##### EXTRAIT DU DOCUMENT

J'avais quitté Ottawa aux petites heures du matin et les lumières de la colline parlementaire n'avaient rien pour me mettre dans l'ambiance. Les arbres étaient décorés de super-bleu-électrique ou en rose pompon-de-petite-culotte. Je me suis demandé où étaient passés les bons vieux vert et rouge traditionnels mais je me suis dit que le parti au pouvoir avait probablement choisi de se moquer de leurs adversaires. Tout est permis en politique.

Bien vite, les yeux rivés sur la 417, de régions francophones à anglophones, je scannais d'un doigt autoguidé les stations qui semblaient être davantage dans l'esprit des Fêtes.

C'est sans doute ce fameux I'll be home for Christmas qui m'a donné le coup d'envoi et dès les premiers kilomètres, j'avais le coeur ramolli comme du sucre à la crème que ma mère dégelait pour la visite. Si j'avais été au volant d'une Chevrolet Biscayne 1962, j'aurai pu figurer dans un film américain qui traite du retour aux sources. (Avez-vous remarqué que les gens retournent toujours dans le bourgade natale au volant d'une vieille bagnole?) Mais je n'aurais pas pu scanner les stations de radio.

Mes souvenirs à moi étaient tous en français et j'ai vite dû me rendre à l'évidence que ce n'est plus très « tendance ». À Montréal, Mario Pelchat chantait un Silent Night tellement langoureux que les rois mages auraient fort bien pu être danseurs au 281 dans leur temps libre. Dans le coin de Trois-Rivières, un auditeur a téléphoné à la station pour une demande spéciale. Rapapampam qu'il voulait entendre. Au lieu de quoi il a reçu Wrap-a-pampam chanté par nulle autre que Nana Mouskouri.

##########

_CONSIGNE 1_: Disposez en tableau Markdown les lignes des entrées, en commençant à celle qui contient "boxsearch red hat --return coords" et en terminant à celle qui contient "[367,354,465,449]", sans les lignes vides. Utilisez les colonnes « N° » pour le numéro de rangée et « Ligne » pour la ligne.
Les entrées n'ont aucun lien avec le récit du retour pour les Fêtes.

##### DONNÉES FOURNIES

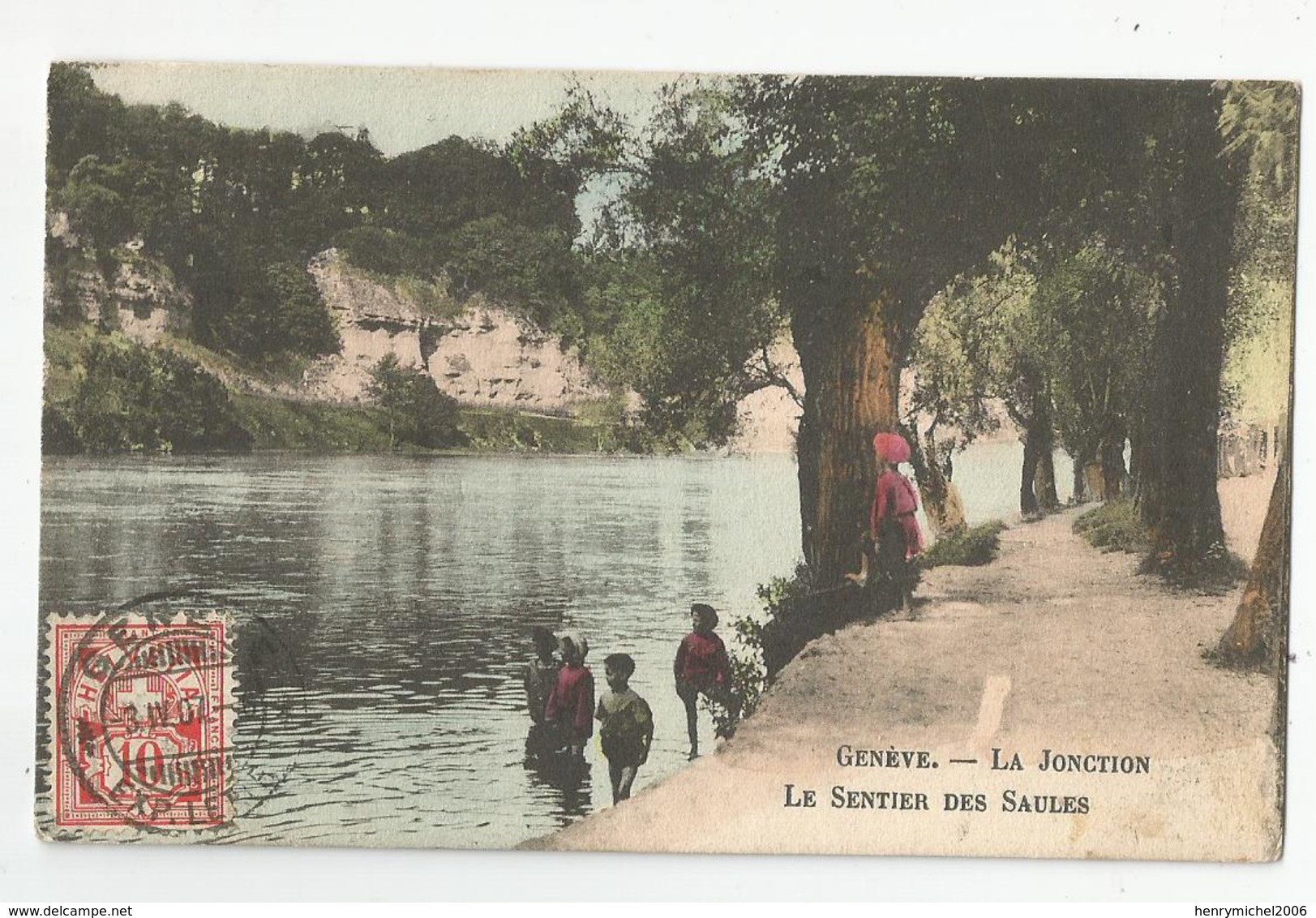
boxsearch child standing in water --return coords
[521,624,562,762]
[595,654,654,804]
[672,602,739,758]
[543,635,594,760]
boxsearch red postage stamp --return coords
[49,615,233,830]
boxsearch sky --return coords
[93,63,675,157]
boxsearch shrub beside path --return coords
[526,479,1280,860]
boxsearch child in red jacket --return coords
[543,635,594,758]
[672,602,739,758]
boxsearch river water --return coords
[41,444,1067,847]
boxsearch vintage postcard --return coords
[34,62,1301,861]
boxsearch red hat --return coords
[872,431,909,462]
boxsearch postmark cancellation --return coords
[36,611,234,840]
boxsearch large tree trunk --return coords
[1016,384,1061,517]
[1018,431,1039,517]
[1070,449,1096,503]
[1035,437,1061,511]
[1138,84,1237,577]
[1217,462,1292,669]
[792,299,900,589]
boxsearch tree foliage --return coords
[367,354,465,449]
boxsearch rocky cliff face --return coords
[306,249,608,414]
[45,212,192,344]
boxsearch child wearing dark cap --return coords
[521,624,562,766]
[595,654,654,804]
[672,602,739,758]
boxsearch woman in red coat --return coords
[868,433,923,615]
[543,635,594,758]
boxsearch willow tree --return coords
[1217,83,1299,669]
[741,76,1168,586]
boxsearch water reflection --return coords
[41,444,1067,847]
[41,456,799,847]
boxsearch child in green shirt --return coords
[595,654,654,804]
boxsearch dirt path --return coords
[530,482,1278,860]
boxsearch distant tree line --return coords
[46,63,581,359]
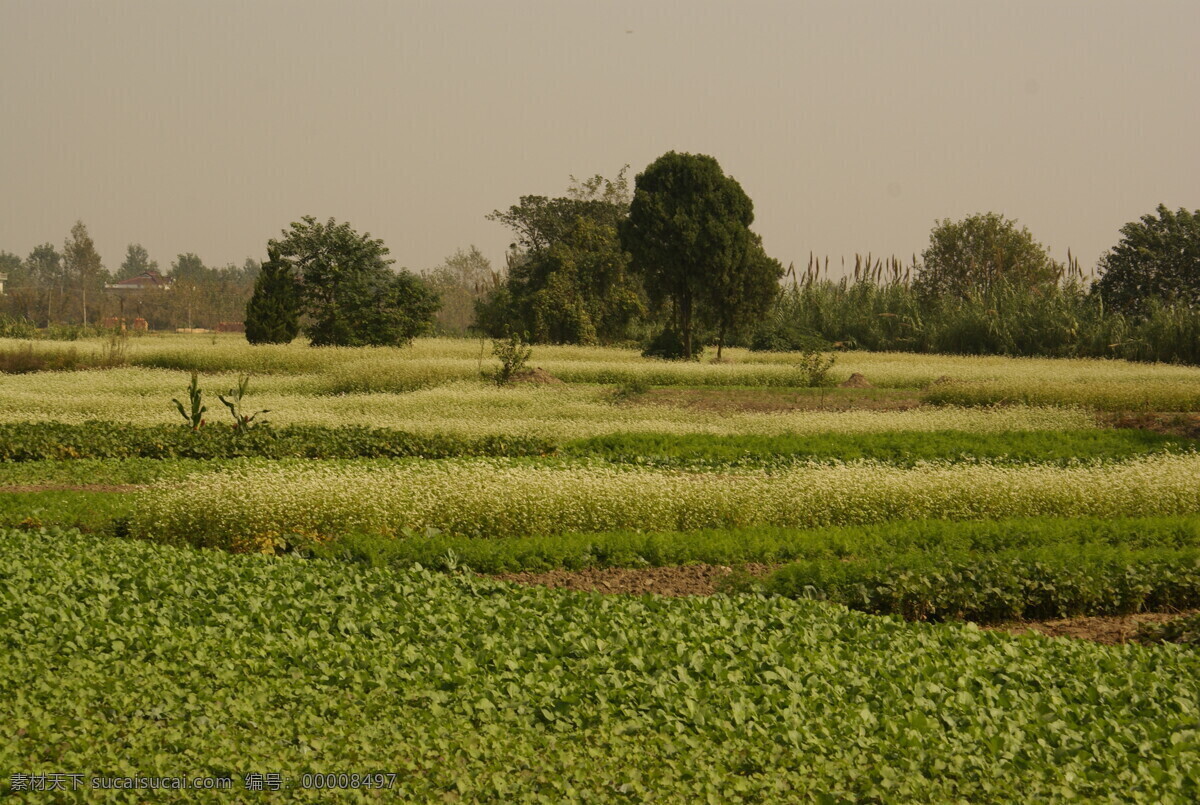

##########

_CONSIGNE 2_: Reprenez le récit du retour pour les Fêtes à la suite de sa dernière phrase.

_CORRIGÉ 1_:
| N° | Ligne |
|---|---|
| 1 | boxsearch red hat --return coords |
| 2 | [872,431,909,462] |
| 3 | boxsearch postmark cancellation --return coords |
| 4 | [36,611,234,840] |
| 5 | boxsearch large tree trunk --return coords |
| 6 | [1016,384,1061,517] |
| 7 | [1018,431,1039,517] |
| 8 | [1070,449,1096,503] |
| 9 | [1035,437,1061,511] |
| 10 | [1138,84,1237,577] |
| 11 | [1217,462,1292,669] |
| 12 | [792,299,900,589] |
| 13 | boxsearch tree foliage --return coords |
| 14 | [367,354,465,449] |

_CORRIGÉ 2_:
À la hauteur de Québec, Éric Lapointe crachait un Frosty the Snowman sur un air heavy metal qui me faisait imaginer le fameux Bonhomme Hiver en veste et chaps de cuir. À Edmunston, dernier bastion à majorité francophone sur ma route vers Halifax, même les anges dans nos campagnes entonnaient l'hymne des cieux en anglais.

Et qu’est-ce que c’est que ces chansons – j’en ai répertoriées trois – où un certain vieux monsieur s’avance « avec sa canne dans la main » ? Soudain, j'avais une grosse envie d'entendre Omer à Adolphe chanter le Minuit Chrétiens dans l'église de mon village.

Au lieu de ça, j'ai tourné la page de l'année 2007 en écoutant le spécial Coup d'envoi du 400e anniversaire de la ville de Québec et je suis encore en train de me demander qui est le môron qui a choisi comme chanson de clôture un braillage en anglais de je-ne-sais-trop-qui. Je ne suis d'ailleurs pas trop certain que c'était de l'anglais mais chose certaine, les Québécois, eux, doivent être persuadés que c'en était.

Mais ce n'est pas la seule chose déroutante qui ait marqué l'année. Dans les dernières semaines, il m'arrivait de ne plus me très bien savoir qui était premier ministre du pays. En effet, Mulroney et Chrétien avec leur fichus bouquins étaient à la télé plus souvent qu'ils ne l'ont été lorsqu'ils étaient en poste. C'est quand même agaçant que des abrutis dont on se croit débarrassé reviennent nous hanter de leur vivant. Ils pourraient au moins avoir la décence de mourir avant, il me semble.

Heureusement, Harper s'est pointé vers minuit et une pour nous annoncer une baisse de la TPS car je ne me serais plus souvenu de lui. Il n'est pas peu fier de son huart qui fait belle figure à côté de l'aigle américain qui bat de l'aile.

La fin d’année nous amène aussi beaucoup d’images télévisuelles, toutes plus déroutantes les unes que les autres. J'étais certain d'avoir capté les Grammys ou les Oscars en voyant Paris Hilton déambuler le long d'une haie d'honneur truffée de photographes en rut. Je m'étais grossièrement gouré car elle sortait en fait de prison, où elle avait passé quelques minutes (quatre-vingt-deux exactement) pour la punir de conduite dangereuse au volant, en état d'ébriété ou autre insignifiance du genre.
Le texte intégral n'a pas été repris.